━━━ SELECTION
Daveed Diggs, The Soft Pink Truth, and More Share the Stories Behind the Songs on True Neutral Crew’s Debut Album

Seeing as how True Neutral Crew started as a solo project for Deathbomb Arc co-founder Brian Charlemagne Kinsman, but ended up as a sprawling collective including members of Matmos, clipping., and many, many more, we thought we’d make sense of their debut album by asking all those contributors to weigh in on a track-by-track commentary. Here’s the full breakdown, along with a complete stream of the Soft Rules LP that drops on Deathbomb today…


“MONOTHEISM”
John Harrison:When we first got asked to do something with the Crew, it was pretty surprising. We’re always down to experiment with new stuff; we just didn’t know how well we would fit into the mold of the stuff we had heard from them. Being the anti kind of guys we are, we steered completely left of what I think the track was supposed to be, and sent through this crazy swagged-out rap verse, where I think they wanted something more poetic. The original beat we made just to lay the verse wasn’t really left field at all (at least not to us), so when we heard the final version with all the noise, we were super stoked at how well it worked out! I think that’s the best part about collaborating with other experimentalists; they were able to hear exactly where we were with it, and still fit it back into their universe.


BRIAN CHARLEMAGNE KINSMAN: Signor Benedick The Moor and I had this abstract piece that I thought could use a punctuation moment. I came up with the line, “I’m gonna shine like my car”, but both SB and I sound too geeky for it. The They Hate Change dudes got this Master Ace Inc. level of ancient cool going on, so I asked them to riff of it. They ended up making an entire song and then gave us access to the stems for our own. It’s a crazy ass way of making music, even for us, but I like it.

“FLORENCE”
Margot Padilla: The instrumental I made for for Florence is inspired by Florence Avenue in South Los Angeles in the summertime. I imagine playing quarters with tip money on a wood table in the front yard. It sounds like the old gold Cadillac my family had when I was a kid. I sampled a ’70s kung fu movie soundtrack, recorded the rolling of a quarter on wood, added 808 kick samples, and cello synths.
Brian: This is my response to what I think of as weasel rap. All flex, no style. In previous bands I’ve done some pretty sympathetic songs towards teens, but here I fall directly on scathing. We all have conflicting feelings about the world.

“PARTIS”
Signor Benedick The Moor: “Partis” was originally much, much longer and stranger but we just couldn’t make it work. Then Brian was like, ‘What if we just cut it to 40 seconds and take almost all of the beat out?’ And I was like, ‘Oh, good idea. Haha.’
Brian: Boo Hiss had made this amazing beat for Shadi, but then Shadi decided to do all his own production for his forthcoming album. So we thought we’d salvage it. We failed. Our attempt to do something with it was ambitious, but just not working right. We stripped it for parts and got this oddball instead.
━━━━━━
_WRITTEN TASKS_
(1) Transcribe the passage of the album commentary starting with "Margot Padilla: The" and going on through "and cello synths.".
(2) Answer these questions from the album commentary.
(a) Which Deathbomb Arc co-founder started True Neutral Crew as a solo project?
(b) What place inspired Margot Padilla's instrumental for "Florence"?
(c) How long did Brian suggest cutting "Partis" to?
The data after the album commentary is separate material.
━━━ GIVEN INFORMATION
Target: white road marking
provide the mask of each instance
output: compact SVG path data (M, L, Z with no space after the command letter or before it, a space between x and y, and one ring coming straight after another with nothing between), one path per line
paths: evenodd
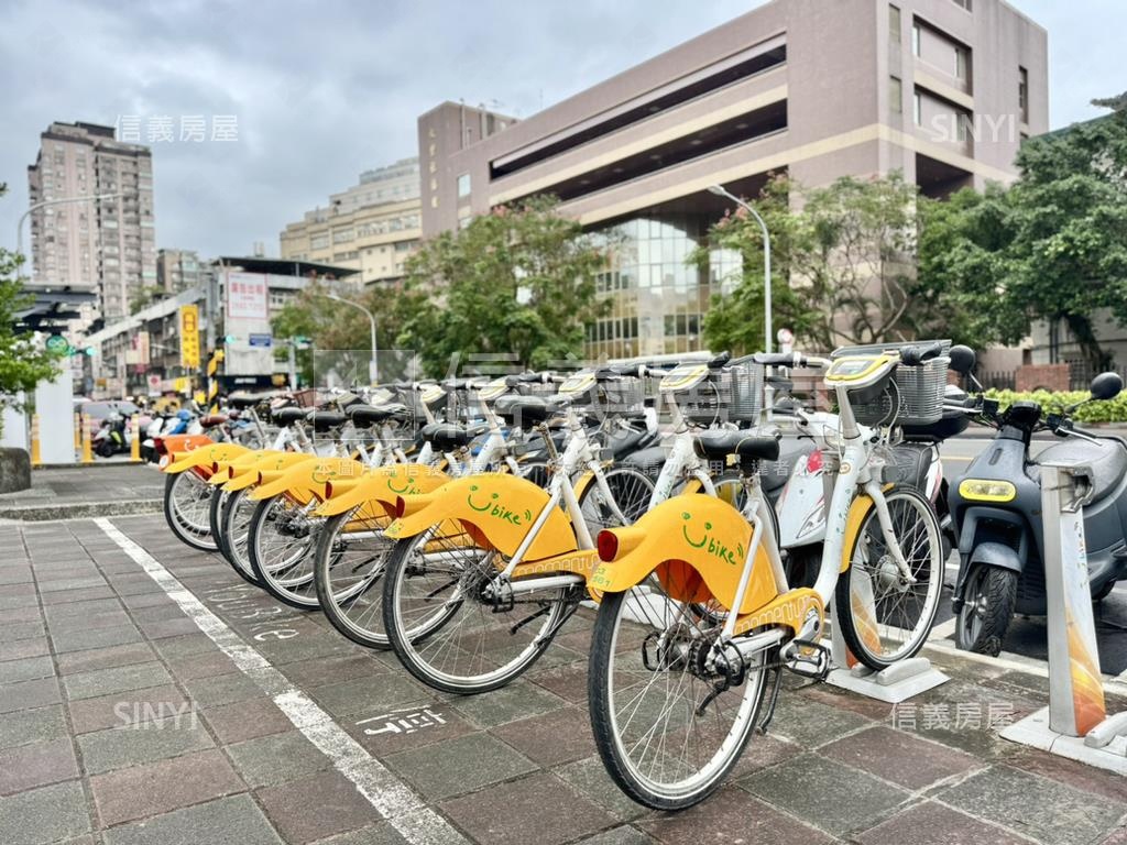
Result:
M123 534L109 519L99 517L95 524L133 559L168 597L196 623L201 631L231 658L239 670L251 678L285 713L307 739L332 760L332 765L347 777L385 818L392 827L414 845L445 845L465 843L467 839L444 818L428 808L423 799L400 782L367 750L353 739L344 728L298 690L242 638L228 628L219 616L185 589L176 577L149 552Z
━━━━━━
_FULL SOLUTIONS_
(1)
Margot Padilla: The instrumental I made for for Florence is inspired by Florence Avenue in South Los Angeles in the summertime. I imagine playing quarters with tip money on a wood table in the front yard. It sounds like the old gold Cadillac my family had when I was a kid. I sampled a ’70s kung fu movie soundtrack, recorded the rolling of a quarter on wood, added 808 kick samples, and cello synths.

(2)
(a) Brian Charlemagne Kinsman
(b) Florence Avenue in South Los Angeles in the summertime
(c) 40 seconds